Saved entries
= Beginning of Section =
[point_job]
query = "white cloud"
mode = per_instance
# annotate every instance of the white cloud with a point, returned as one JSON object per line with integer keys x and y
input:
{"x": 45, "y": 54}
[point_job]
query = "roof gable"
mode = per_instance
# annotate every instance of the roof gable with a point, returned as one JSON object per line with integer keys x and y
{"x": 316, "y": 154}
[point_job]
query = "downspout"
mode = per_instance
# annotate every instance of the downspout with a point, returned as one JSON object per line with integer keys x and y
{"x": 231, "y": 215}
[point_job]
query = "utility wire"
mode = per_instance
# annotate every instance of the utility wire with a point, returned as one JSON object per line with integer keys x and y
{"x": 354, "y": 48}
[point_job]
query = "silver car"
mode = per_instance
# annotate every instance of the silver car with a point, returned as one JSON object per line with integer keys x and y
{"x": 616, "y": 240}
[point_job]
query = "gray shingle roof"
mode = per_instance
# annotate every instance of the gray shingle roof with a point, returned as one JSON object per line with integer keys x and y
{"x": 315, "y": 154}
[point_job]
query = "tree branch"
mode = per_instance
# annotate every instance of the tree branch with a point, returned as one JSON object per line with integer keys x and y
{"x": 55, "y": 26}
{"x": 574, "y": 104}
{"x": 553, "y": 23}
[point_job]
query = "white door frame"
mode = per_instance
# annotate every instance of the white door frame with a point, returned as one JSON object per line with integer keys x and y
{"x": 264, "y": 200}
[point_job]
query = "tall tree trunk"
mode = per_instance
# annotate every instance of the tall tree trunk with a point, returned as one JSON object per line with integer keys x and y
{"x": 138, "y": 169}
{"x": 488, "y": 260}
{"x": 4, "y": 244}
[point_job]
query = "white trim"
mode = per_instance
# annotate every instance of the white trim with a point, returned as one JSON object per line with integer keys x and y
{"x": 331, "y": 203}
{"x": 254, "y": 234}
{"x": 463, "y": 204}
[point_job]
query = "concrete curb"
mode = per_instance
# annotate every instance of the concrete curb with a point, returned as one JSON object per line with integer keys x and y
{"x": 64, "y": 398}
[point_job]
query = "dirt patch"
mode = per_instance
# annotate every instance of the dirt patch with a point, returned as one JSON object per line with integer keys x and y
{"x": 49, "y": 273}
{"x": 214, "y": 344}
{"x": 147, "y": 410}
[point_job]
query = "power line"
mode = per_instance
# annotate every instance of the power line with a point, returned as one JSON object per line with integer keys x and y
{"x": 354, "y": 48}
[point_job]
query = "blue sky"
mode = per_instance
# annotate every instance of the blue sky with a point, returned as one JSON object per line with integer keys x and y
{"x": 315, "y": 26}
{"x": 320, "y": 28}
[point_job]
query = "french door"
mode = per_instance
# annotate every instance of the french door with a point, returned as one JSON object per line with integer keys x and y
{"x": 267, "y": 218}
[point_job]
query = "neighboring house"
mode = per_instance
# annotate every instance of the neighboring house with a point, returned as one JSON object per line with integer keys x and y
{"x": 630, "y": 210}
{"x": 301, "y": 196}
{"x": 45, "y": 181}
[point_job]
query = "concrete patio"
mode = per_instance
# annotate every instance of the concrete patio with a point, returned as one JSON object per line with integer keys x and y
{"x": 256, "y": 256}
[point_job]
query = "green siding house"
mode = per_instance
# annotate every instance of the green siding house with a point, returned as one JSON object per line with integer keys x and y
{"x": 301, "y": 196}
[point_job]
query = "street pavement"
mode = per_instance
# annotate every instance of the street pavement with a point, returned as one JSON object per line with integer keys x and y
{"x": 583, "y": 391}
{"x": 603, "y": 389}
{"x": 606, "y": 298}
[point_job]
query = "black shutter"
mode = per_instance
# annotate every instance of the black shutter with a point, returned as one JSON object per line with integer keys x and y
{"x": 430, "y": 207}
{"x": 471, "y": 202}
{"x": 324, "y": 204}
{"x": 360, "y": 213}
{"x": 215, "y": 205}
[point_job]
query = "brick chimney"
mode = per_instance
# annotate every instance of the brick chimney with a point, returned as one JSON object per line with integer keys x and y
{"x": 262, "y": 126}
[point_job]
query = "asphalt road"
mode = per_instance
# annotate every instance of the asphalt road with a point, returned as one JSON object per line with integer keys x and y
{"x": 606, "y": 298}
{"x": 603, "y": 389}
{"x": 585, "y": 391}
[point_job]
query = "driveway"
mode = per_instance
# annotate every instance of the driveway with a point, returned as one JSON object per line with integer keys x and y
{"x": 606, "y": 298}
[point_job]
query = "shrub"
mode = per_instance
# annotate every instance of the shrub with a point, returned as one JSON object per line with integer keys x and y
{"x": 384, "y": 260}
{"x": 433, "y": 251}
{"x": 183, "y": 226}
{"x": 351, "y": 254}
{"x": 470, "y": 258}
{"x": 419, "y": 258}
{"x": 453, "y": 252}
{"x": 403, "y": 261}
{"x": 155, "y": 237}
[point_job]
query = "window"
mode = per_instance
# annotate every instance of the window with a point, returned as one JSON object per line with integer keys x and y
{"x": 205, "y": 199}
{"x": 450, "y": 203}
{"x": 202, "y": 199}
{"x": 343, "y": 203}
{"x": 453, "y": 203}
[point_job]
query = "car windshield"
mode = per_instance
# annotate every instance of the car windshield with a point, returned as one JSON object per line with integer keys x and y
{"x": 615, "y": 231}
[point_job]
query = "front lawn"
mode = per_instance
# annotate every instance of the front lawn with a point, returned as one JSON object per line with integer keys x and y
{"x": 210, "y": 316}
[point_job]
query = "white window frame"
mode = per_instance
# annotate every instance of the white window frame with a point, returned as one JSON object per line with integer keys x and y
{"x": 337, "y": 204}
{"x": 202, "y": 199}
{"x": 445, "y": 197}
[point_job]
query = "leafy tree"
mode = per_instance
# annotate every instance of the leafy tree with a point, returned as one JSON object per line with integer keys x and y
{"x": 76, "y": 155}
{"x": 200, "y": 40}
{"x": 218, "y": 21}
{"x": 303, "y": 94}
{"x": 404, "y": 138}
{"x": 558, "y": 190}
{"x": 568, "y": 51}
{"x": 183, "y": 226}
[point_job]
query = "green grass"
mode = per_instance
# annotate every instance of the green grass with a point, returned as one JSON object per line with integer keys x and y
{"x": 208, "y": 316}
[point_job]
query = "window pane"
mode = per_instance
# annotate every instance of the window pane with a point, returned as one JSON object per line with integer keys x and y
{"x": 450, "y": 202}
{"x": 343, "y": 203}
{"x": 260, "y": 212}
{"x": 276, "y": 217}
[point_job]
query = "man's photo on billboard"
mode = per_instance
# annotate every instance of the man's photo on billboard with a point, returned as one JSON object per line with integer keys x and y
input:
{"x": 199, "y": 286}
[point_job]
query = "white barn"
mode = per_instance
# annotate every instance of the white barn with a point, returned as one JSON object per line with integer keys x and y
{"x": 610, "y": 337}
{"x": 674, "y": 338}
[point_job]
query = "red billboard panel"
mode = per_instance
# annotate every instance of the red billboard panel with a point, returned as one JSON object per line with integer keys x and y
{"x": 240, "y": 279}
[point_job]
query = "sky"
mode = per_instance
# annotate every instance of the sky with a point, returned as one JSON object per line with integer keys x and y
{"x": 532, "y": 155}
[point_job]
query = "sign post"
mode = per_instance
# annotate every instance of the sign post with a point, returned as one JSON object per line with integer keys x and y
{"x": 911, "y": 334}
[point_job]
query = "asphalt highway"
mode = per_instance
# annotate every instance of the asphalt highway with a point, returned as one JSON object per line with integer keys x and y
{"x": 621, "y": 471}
= End of Section =
Exercise brief:
Output the records verbatim, from the first line to the last.

Written solution:
[point_job]
query = "white cloud"
mode = per_instance
# annotate every instance of the white cloud with a point, returned as one JSON object per line with integer keys x and y
input:
{"x": 45, "y": 54}
[point_job]
query = "roof gable"
mode = per_instance
# annotate every instance of the roof gable with a point, returned as one JSON object per line with integer keys x and y
{"x": 316, "y": 154}
[point_job]
query = "downspout"
mode = per_instance
# annotate every instance of the downspout with a point, returned as one JSON object per line with integer keys x and y
{"x": 231, "y": 215}
[point_job]
query = "utility wire"
mode = per_instance
# annotate every instance of the utility wire with a point, returned as one JSON object per line with integer keys x and y
{"x": 354, "y": 48}
[point_job]
query = "silver car"
mode = per_instance
# annotate every instance of the silver car with a point, returned as one JSON object per line with integer keys x and y
{"x": 616, "y": 240}
[point_job]
query = "gray shingle roof"
mode = per_instance
# annotate every instance of the gray shingle roof with a point, returned as one JSON object per line with integer keys x and y
{"x": 315, "y": 154}
[point_job]
query = "tree branch"
mode = per_instance
# annotate every instance of the tree branch with a point, returned as one JSON object per line with integer keys x and y
{"x": 55, "y": 26}
{"x": 574, "y": 104}
{"x": 553, "y": 23}
[point_job]
query = "white door frame"
mode = per_instance
# annotate every instance of the white door frame with a point, returned as one JSON object per line with integer keys x and y
{"x": 264, "y": 200}
[point_job]
query = "tall tree trunk"
mode = per_instance
# annotate every instance of the tall tree trunk with a point, returned as one JSON object per line with integer keys x and y
{"x": 138, "y": 169}
{"x": 488, "y": 260}
{"x": 4, "y": 244}
[point_job]
query = "white trim"
mode = per_instance
# annotate every instance of the white trim with a point, returned as one JSON object per line with integer keys x and y
{"x": 331, "y": 203}
{"x": 254, "y": 234}
{"x": 463, "y": 204}
[point_job]
query = "concrete curb"
mode = per_instance
# annotate every instance of the concrete curb with a point, returned as one JSON object per line with integer keys x and y
{"x": 64, "y": 398}
[point_job]
query = "dirt patch"
mode = per_instance
# annotate every instance of the dirt patch with a point, returned as one JSON object per line with integer keys x and y
{"x": 49, "y": 273}
{"x": 214, "y": 344}
{"x": 147, "y": 410}
[point_job]
query = "power line"
mode = per_instance
# annotate every instance of the power line with a point, returned as one JSON object per line with integer keys x and y
{"x": 354, "y": 48}
[point_job]
query = "blue sky"
mode = per_instance
# annotate every instance of the blue sky with a point, returned as one JSON object per line with integer keys x and y
{"x": 315, "y": 26}
{"x": 320, "y": 28}
[point_job]
query = "french door"
mode = per_instance
# annotate every instance of the french door with a point, returned as one JSON object per line with integer keys x and y
{"x": 267, "y": 218}
[point_job]
query = "neighboring house"
mode = per_instance
# annotate every instance of the neighboring house with a point, returned as one JSON object per line with integer keys x and y
{"x": 630, "y": 210}
{"x": 301, "y": 196}
{"x": 45, "y": 181}
[point_job]
query = "concrete patio"
mode = per_instance
# annotate every instance of the concrete patio with a point, returned as one JSON object per line with integer keys x and y
{"x": 256, "y": 256}
[point_job]
query = "green siding house"
mode = per_instance
# annotate every instance of the green siding house with a point, returned as one JSON object per line with integer keys x and y
{"x": 301, "y": 196}
[point_job]
query = "street pavement"
mode = per_instance
# annotate every instance of the street pavement with a point, returned as one JSON object per line with integer keys x and y
{"x": 583, "y": 391}
{"x": 603, "y": 389}
{"x": 606, "y": 298}
[point_job]
query = "black shutter"
mode = per_instance
# annotate every instance of the black shutter with a point, returned as one JSON object per line with integer keys x and y
{"x": 430, "y": 207}
{"x": 471, "y": 202}
{"x": 324, "y": 204}
{"x": 360, "y": 213}
{"x": 215, "y": 205}
[point_job]
query = "brick chimney"
mode = per_instance
# annotate every instance of the brick chimney with a point, returned as one JSON object per line with integer keys x and y
{"x": 262, "y": 126}
[point_job]
query = "asphalt road"
mode = per_instance
# annotate every instance of the asphalt road with a point, returned as one JSON object per line with integer keys x and y
{"x": 606, "y": 298}
{"x": 603, "y": 389}
{"x": 585, "y": 391}
[point_job]
query = "driveway"
mode = per_instance
# annotate every instance of the driveway with a point, returned as one JSON object per line with integer keys x and y
{"x": 606, "y": 298}
[point_job]
query = "shrub"
mode = per_instance
# annotate every instance of the shrub with a point, returned as one JSON object per line with integer keys x and y
{"x": 384, "y": 260}
{"x": 433, "y": 251}
{"x": 183, "y": 226}
{"x": 351, "y": 254}
{"x": 470, "y": 258}
{"x": 419, "y": 258}
{"x": 453, "y": 252}
{"x": 403, "y": 261}
{"x": 155, "y": 237}
[point_job]
query = "window"
mode = per_instance
# annotate every instance of the window with a point, returned as one JSON object per line with integer keys x and y
{"x": 205, "y": 199}
{"x": 450, "y": 203}
{"x": 202, "y": 199}
{"x": 343, "y": 203}
{"x": 453, "y": 203}
[point_job]
query = "car windshield"
mode = per_instance
# annotate every instance of the car windshield with a point, returned as one JSON object per line with integer keys x and y
{"x": 615, "y": 231}
[point_job]
query = "front lawn"
mode = per_instance
# annotate every instance of the front lawn with a point, returned as one JSON object per line with integer keys x and y
{"x": 210, "y": 316}
[point_job]
query = "white window frame"
mode = per_instance
# annotate every instance of the white window frame with a point, returned as one JSON object per line with integer keys x and y
{"x": 337, "y": 204}
{"x": 202, "y": 199}
{"x": 445, "y": 197}
[point_job]
query = "leafy tree"
mode = per_instance
# annotate every instance of the leafy tree with a point, returned as one JSON object per line with integer keys x and y
{"x": 76, "y": 155}
{"x": 200, "y": 40}
{"x": 218, "y": 21}
{"x": 303, "y": 94}
{"x": 404, "y": 138}
{"x": 558, "y": 190}
{"x": 568, "y": 51}
{"x": 183, "y": 226}
[point_job]
query = "green grass"
mode = per_instance
# annotate every instance of the green grass with a point, returned as one JSON object per line with integer keys x and y
{"x": 208, "y": 316}
[point_job]
query = "window pane"
mode = per_instance
# annotate every instance of the window pane with a point, returned as one JSON object per line with integer keys x and y
{"x": 450, "y": 202}
{"x": 343, "y": 203}
{"x": 260, "y": 212}
{"x": 276, "y": 217}
[point_job]
query = "man's photo on billboard"
mode = per_instance
# annotate every instance of the man's photo on billboard with a point, returned as one JSON object per line with integer keys x and y
input:
{"x": 199, "y": 286}
[point_job]
query = "white barn"
mode = per_instance
# annotate every instance of the white barn with a point, returned as one JSON object per line with integer keys x and y
{"x": 610, "y": 337}
{"x": 674, "y": 338}
[point_job]
query = "red billboard panel"
mode = per_instance
# annotate every instance of the red billboard panel with a point, returned as one JSON object per line with integer keys x and y
{"x": 240, "y": 279}
[point_job]
query = "sky"
mode = per_instance
# annotate every instance of the sky with a point, returned as one JSON object per line with integer keys x and y
{"x": 532, "y": 155}
[point_job]
query = "sign post"
mode = per_instance
# annotate every instance of the sign post with a point, returned as one JSON object per line with integer keys x and y
{"x": 911, "y": 334}
[point_job]
query = "asphalt highway"
mode = per_instance
# annotate every instance of the asphalt highway with a point, returned as one JSON object per line with integer keys x and y
{"x": 621, "y": 471}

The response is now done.